*WHAT YOU ARE ASKED TO DO*
Turn every line of the records below into a numbered list, leaving out any blank lines.

[Records from a collection]
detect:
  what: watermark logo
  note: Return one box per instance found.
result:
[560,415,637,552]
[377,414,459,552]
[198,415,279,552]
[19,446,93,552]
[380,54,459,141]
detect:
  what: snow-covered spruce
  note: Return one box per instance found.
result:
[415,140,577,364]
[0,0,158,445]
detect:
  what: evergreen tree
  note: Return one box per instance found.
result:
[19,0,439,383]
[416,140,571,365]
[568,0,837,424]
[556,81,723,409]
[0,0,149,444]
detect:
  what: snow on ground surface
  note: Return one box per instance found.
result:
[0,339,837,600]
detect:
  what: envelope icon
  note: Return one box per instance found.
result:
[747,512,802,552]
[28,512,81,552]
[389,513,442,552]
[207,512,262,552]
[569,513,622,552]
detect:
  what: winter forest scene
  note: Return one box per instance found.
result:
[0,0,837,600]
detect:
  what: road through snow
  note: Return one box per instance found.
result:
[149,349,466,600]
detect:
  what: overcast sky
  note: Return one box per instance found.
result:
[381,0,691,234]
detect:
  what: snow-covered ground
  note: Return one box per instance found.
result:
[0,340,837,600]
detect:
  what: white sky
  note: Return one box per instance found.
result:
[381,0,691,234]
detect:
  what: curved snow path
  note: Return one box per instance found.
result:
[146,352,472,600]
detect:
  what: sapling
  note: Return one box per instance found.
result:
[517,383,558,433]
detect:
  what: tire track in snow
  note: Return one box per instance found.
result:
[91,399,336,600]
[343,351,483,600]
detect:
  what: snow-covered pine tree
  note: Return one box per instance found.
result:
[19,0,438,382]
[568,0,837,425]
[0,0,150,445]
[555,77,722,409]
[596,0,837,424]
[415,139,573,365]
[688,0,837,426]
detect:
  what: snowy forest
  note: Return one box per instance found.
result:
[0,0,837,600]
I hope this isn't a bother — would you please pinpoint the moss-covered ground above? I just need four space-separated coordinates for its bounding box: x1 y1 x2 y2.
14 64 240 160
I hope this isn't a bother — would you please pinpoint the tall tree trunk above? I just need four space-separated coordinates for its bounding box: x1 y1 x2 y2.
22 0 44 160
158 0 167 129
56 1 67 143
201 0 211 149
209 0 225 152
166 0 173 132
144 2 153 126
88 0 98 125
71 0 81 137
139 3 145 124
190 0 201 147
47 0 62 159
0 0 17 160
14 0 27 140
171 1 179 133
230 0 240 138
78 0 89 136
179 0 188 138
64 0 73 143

*CORRECT RESPONSE*
1. detect:
2.   what: watermark logo
3.   note: Return one box per instance found.
4. result:
5. [560,415,637,552]
6. [377,414,459,552]
7. [198,415,279,552]
8. [19,446,93,552]
9. [380,54,459,141]
10. detect:
11.   what: snow-covered spruce
12.   note: Return one box per instance found.
13. result:
14. [415,140,577,364]
15. [0,0,158,445]
16. detect:
17.   what: evergreen tree
18.   note: Return one box per instance found.
19. result:
20. [19,0,439,383]
21. [416,140,571,365]
22. [568,0,837,424]
23. [556,81,723,409]
24. [0,0,149,444]
25. detect:
26.   what: snow on ground surface
27.   note: Return one box per instance found.
28. result:
29. [0,339,837,600]
30. detect:
31.   what: envelope icon
32.   note: Return one box per instance found.
33. result:
34. [747,512,802,552]
35. [28,512,81,552]
36. [389,513,442,552]
37. [207,512,262,552]
38. [569,513,622,552]
39. detect:
40.   what: winter forest scene
41.   note: Return one box per instance found.
42. result:
43. [0,0,837,600]
44. detect:
45.   what: road through snow
46.   note: Return one box per instance found.
47. result:
48. [149,349,466,600]
49. detect:
50.   what: overcast sky
51.   note: Return one box per instance found.
52. result:
53. [381,0,691,234]
54. detect:
55.   what: snow-covered ground
56.   note: Return one box per instance found.
57. result:
58. [0,340,837,600]
59. detect:
60.   what: white sky
61.   note: Return one box per instance found.
62. result:
63. [381,0,691,234]
64. detect:
65.   what: curved snow path
66.   note: Return one box per instance found.
67. result:
68. [146,352,472,600]
69. detect:
70.   what: sapling
71.   note: Return one box per instance found.
72. result:
73. [517,383,558,433]
74. detect:
75.   what: tire track in snow
76.   note: Return one box per instance found.
77. result:
78. [91,399,336,600]
79. [343,351,483,600]
80. detect:
81.   what: snow-covered pine tree
82.   note: Return one box per instance found.
83. result:
84. [19,0,438,382]
85. [568,0,837,425]
86. [0,0,150,445]
87. [555,77,722,409]
88. [596,0,837,424]
89. [415,139,573,365]
90. [688,0,837,426]
91. detect:
92.   what: snowy forest
93.   note: Return one box per instance found.
94. result:
95. [0,0,837,600]
96. I hope this isn't a bother — would you please pinpoint the moss-covered ground above? I just need four space-separated coordinates for its bounding box: x1 y1 x2 y2.
97. 14 64 240 160
98. I hope this isn't a bother — would you please pinpoint the tall tree trunk above? I just need four space-separated coordinates for its bounding box: x1 y1 x2 y2.
99. 22 0 44 160
100. 158 0 167 129
101. 56 1 67 143
102. 201 0 211 149
103. 209 0 225 152
104. 166 0 173 132
105. 144 2 153 126
106. 88 0 98 125
107. 71 0 81 137
108. 139 3 145 124
109. 190 0 201 147
110. 47 0 62 159
111. 0 0 17 160
112. 14 0 27 140
113. 171 1 179 133
114. 230 0 240 138
115. 78 0 89 136
116. 179 0 188 138
117. 64 0 73 143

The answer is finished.